=== SUPPLIED DATA ===
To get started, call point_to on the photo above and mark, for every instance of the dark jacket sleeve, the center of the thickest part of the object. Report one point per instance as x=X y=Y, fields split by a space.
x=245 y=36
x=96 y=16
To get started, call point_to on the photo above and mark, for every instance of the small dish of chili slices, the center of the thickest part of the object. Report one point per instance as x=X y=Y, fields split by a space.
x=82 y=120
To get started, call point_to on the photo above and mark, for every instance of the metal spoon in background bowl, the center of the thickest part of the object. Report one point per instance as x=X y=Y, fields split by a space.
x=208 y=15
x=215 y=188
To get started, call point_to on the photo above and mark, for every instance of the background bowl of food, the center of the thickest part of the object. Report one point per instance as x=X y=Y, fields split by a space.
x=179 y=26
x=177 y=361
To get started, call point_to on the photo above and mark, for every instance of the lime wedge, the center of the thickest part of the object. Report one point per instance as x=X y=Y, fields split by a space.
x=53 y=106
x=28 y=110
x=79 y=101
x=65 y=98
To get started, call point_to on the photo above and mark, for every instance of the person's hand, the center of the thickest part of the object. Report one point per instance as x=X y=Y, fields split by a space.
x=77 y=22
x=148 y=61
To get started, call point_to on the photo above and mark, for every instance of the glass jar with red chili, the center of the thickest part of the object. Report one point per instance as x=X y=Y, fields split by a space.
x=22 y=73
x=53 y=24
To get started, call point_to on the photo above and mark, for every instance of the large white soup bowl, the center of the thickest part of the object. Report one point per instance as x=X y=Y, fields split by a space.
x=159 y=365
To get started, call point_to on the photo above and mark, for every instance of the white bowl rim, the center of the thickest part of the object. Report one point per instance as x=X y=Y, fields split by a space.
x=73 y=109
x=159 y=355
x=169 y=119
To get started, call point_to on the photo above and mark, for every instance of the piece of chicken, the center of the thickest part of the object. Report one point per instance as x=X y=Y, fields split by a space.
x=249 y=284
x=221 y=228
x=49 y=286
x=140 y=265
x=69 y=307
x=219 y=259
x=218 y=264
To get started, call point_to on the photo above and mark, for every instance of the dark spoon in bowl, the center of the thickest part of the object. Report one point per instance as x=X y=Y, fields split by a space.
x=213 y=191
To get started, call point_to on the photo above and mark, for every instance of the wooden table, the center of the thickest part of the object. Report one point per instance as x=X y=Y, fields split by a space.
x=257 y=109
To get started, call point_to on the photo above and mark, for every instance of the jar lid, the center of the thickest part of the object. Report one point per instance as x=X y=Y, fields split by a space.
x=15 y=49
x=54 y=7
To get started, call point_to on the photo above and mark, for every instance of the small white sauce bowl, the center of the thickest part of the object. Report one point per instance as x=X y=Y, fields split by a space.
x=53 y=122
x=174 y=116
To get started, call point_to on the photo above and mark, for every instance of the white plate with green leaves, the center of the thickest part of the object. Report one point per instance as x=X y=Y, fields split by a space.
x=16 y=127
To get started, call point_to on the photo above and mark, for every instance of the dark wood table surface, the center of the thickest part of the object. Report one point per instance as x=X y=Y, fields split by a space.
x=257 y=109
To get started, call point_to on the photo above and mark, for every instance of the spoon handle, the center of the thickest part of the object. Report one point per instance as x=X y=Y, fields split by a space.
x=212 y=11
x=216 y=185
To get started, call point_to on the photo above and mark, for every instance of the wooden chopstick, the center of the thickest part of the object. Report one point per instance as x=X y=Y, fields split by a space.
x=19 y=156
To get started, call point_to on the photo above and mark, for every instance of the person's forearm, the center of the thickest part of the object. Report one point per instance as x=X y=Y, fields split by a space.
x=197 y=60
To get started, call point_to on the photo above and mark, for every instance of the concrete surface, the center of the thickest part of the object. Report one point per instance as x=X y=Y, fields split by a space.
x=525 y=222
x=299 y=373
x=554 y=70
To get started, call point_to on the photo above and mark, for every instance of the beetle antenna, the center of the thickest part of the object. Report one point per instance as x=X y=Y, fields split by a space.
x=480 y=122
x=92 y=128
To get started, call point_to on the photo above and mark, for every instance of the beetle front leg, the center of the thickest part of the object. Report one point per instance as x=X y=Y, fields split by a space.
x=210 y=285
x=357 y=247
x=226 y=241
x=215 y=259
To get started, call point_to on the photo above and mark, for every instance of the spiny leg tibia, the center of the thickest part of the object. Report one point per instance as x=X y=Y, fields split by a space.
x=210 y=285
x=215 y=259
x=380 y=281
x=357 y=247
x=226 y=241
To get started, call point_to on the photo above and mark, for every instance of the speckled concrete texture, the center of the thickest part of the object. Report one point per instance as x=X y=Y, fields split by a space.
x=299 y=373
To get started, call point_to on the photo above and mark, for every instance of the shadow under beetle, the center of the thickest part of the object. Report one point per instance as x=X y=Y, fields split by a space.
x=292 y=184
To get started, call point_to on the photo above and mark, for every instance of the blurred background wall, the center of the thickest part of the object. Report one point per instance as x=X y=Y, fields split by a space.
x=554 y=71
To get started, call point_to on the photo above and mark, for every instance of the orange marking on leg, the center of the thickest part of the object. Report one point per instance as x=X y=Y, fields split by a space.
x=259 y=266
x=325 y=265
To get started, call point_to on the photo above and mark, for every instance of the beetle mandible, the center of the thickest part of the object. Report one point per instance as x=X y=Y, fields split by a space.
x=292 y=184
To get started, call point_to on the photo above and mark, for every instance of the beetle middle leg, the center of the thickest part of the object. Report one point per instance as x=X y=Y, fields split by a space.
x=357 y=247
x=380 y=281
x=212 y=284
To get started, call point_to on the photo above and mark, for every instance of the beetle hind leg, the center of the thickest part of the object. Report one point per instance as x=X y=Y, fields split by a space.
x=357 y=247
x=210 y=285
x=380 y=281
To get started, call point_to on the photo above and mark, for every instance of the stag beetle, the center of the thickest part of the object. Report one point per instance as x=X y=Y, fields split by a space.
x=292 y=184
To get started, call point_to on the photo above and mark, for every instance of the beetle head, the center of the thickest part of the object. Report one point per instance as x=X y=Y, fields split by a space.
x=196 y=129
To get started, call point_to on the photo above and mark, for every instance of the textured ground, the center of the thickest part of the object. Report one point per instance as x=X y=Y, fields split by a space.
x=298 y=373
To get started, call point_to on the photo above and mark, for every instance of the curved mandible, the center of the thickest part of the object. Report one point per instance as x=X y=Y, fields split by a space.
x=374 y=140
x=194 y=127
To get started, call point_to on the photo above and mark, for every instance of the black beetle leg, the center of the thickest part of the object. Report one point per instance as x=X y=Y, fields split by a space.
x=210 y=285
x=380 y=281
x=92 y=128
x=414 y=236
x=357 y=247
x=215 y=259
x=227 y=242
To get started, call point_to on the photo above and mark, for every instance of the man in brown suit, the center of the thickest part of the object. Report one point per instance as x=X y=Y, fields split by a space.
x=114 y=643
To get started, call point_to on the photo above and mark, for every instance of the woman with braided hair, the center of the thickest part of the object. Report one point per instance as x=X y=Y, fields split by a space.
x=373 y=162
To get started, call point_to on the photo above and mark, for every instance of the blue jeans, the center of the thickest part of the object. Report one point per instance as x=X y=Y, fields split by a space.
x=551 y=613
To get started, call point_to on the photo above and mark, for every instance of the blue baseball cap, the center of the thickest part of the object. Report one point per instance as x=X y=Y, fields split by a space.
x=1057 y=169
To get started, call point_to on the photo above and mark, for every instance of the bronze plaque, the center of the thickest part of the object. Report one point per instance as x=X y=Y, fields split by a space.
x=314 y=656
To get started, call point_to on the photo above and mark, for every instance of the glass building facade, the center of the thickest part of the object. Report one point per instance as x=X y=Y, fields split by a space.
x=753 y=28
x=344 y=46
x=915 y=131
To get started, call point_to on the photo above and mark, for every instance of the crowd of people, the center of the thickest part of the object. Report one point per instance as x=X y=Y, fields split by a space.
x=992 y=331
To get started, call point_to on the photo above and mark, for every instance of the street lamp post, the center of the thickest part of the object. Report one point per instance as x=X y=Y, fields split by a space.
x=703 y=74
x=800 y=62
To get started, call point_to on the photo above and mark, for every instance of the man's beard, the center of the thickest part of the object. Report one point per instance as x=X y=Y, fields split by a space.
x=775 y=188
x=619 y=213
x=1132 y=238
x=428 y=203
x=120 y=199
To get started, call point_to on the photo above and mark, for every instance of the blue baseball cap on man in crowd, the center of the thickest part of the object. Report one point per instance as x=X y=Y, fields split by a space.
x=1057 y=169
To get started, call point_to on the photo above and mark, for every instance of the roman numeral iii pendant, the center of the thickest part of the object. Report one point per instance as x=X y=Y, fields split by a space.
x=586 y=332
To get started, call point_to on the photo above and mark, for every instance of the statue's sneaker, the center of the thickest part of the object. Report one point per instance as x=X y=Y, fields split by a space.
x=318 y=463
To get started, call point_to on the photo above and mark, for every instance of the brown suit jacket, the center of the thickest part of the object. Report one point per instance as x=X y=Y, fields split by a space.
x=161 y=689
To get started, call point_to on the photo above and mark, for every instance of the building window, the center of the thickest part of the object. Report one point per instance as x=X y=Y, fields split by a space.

=== WORK ITEM ===
Your response should be the exact lines running from the one with "of the statue's" to the final line of the material above.

=== OUTPUT FOR THIS TASK ===
To get started, call point_to on the photo above and mark, for every instance of the statue's sneaker, the center of the thickest part of the object. Report one point per instance as x=X y=Y, fields split by a space.
x=318 y=463
To get started, call point_to on the photo above and mark, for every instance of the brown suit jacket, the center of the thickest part of the object. Report one point per instance as x=X y=Y, fields split by a space.
x=161 y=689
To get started, call point_to on the photo above and mark, for every instance of the building window, the center of the thickest part of the object. Report one point per instance as x=X y=Y, fields split by a space.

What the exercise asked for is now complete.